» Document excerpt
===

There are four parts to understanding the region and they include: 

  • Getting to know the SEA consumer persona and the challenges of marketing to them
  • How key trends shape the growth in general
  • The initiatives that are making the market so unique
  • Takeaways and changes for growth 

The SEA Consumer Persona

In just about six years, Southeast Asia has become one of the most exciting places for ecommerce. Its unique characteristics is made up of a very diverse, multicultural market that spans languages, socio-economic status, and even infrastructure and preference for payment methods. 

As its online consumer base continues to climb across ASEAN's top six economies, ecommerce is primed for further growth also because of its predominantly young demographic - 70% of its population is under the age of 40. 

underage40One of the major shifts in how to market to consumers here is how advertisers adopt mobile strategies to create a market fit in a mobile-centric region where smartphone penetration and access to low-cost feature phones become primary connections to the internet. Countries like Singapore lead the way in smartphone adoption, and others like Indonesia and Thailand have leapfrogged desktop PCs altogether. 

On top of that, socio-economic status plays a big role in adopting strategies in price, promotions, and value-add - playing to the tune of how consumers can afford purchases based on their disposable income. With varying GDPs per capita, most transactions are predominantly small albeit increasing because of a growing middle-class in Southeast Asia.

===

» Brief
Copy the stretch of the Southeast Asia ecommerce text from "As its online" through "the age of 40.", renaming "ecommerce" as "online retail". The listing after this text is separate material, unrelated to it.

» Dataset extract

===

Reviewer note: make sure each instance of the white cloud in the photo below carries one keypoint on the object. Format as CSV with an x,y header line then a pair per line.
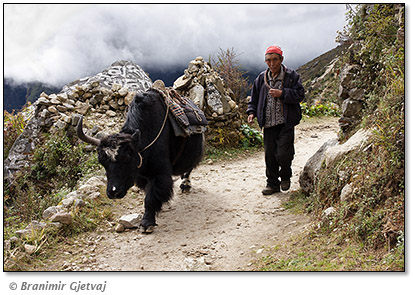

===

» Task output
As its online consumer base continues to climb across ASEAN's top six economies, online retail is primed for further growth also because of its predominantly young demographic - 70% of its population is under the age of 40.